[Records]
□ □ □
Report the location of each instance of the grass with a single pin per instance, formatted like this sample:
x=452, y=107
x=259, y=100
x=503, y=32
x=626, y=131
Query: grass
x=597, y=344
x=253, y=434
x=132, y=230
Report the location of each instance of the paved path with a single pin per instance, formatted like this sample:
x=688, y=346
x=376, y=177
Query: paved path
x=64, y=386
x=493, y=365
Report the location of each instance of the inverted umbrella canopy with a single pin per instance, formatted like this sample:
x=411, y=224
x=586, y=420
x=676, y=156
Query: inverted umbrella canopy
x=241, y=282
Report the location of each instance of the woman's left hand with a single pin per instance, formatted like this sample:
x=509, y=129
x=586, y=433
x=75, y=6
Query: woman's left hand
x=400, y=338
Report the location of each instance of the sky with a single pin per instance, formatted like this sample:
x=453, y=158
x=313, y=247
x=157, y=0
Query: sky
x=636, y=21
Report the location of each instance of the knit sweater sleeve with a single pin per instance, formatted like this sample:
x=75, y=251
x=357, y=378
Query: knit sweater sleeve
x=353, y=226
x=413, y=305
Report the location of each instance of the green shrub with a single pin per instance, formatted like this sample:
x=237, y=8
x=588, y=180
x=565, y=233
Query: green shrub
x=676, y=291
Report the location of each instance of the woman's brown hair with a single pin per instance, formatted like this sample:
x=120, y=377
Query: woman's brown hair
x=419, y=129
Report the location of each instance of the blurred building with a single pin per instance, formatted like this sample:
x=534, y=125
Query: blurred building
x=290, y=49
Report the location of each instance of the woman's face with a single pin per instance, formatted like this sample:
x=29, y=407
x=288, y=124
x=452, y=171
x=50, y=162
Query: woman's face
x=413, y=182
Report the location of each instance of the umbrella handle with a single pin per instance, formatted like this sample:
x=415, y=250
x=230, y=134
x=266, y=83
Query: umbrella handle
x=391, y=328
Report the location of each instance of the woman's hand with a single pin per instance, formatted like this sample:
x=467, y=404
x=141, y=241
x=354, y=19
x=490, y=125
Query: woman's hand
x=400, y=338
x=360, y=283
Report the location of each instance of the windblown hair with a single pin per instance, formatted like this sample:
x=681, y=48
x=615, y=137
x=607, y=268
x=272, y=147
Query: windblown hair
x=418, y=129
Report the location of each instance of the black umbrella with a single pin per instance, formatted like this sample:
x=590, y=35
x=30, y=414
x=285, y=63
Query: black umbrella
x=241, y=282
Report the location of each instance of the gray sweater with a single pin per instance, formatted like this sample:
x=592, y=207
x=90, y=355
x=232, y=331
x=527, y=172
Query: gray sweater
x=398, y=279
□ □ □
### Short exercise
Rescale the material starting at the line containing "Report the location of each instance of the black" and ending at the last line, writing those lines out again with the requests included. Multiply each answer coordinate by 2.05 and round to whole numbers with halves up, leaving the sample coordinates in the requests unchanged.

### Solved exercise
Report the location of each instance of the black umbrella with a single pin per instance, formatted like this sample:
x=590, y=35
x=30, y=414
x=285, y=63
Query: black umbrella
x=494, y=578
Report the location of each instance of the gray sweater with a single pin per instance, formatted like this sample:
x=592, y=207
x=90, y=355
x=232, y=331
x=527, y=172
Query: gray sweater
x=816, y=572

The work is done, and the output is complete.